§ List of tasks
(a) In the forum post about the Sto-Fen Omni-Bounce, what flash compensation does the writer say is always set on the flash with the 20D?
(b) From the forum post about the Sto-Fen Omni-Bounce, list every flash compensation or aperture value the writer mentions.
(c) Translate this sentence from the forum post about the Sto-Fen Omni-Bounce into Spanish: "Having one ribbon in the shot was enough to reflect the flash back and darken the shot."

§ Supplied passage
Sto-Fen Omni-Bounce and general flash thoughts

RobertP

TPer Emeritus
Messages
11,726
Name
Robert
Edit My Images
Yes
I bought one of these ridculously high priced pieces of plastic when I was getting my macro flash setup together - and I think it helped with the macro shots I have tried so far.

Since these are primarily sold for softening the light in general flash photography I took it with me last night to a party. It was my inlaws joint 40th birthday bash and i had been asked to circulate and get pictures.

I was driving so had only orange juice and the whole evening to play with flash. Never having used the Sto-Fen before I tried a few test shots in the hall before many guests had arrived. I expected the ETTL2 to mean the flash would just punch harder inside its plastic hat to give the same exposure. The pictures were under exposed :thinking:

My 20D always under exposes with flash and I always have the flash set to +2/3. With the Sto-Fen I set to +1 and they were still under. Not having anything other than the back of the camera histogram and preview I played safe and did not push it further (but I should have).

Also tested the range and I could not light 10m away at f8 with the diff on - though I now think that could be for other reasons...more below.

Probably obvious to someone more used to flash work (I'm still learning) but small things in the foreground reflecting light really throw the metering. There were helium balloons with 1/4 inch white ribbons anchored to all the tables. Having one ribbon in the shot was enough to reflect the flash back and darken the shot. Things got better once I realised that :)

§ Material provided
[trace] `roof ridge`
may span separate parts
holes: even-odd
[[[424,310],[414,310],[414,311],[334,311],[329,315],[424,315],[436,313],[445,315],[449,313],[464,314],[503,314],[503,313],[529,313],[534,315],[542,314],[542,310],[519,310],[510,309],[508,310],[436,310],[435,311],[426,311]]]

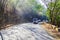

§ Responses to the tasks
(a) +2/3

(b) +2/3, +1, f8

(c) Tener una sola cinta en la toma bastaba para reflejar el flash de vuelta y oscurecer la foto.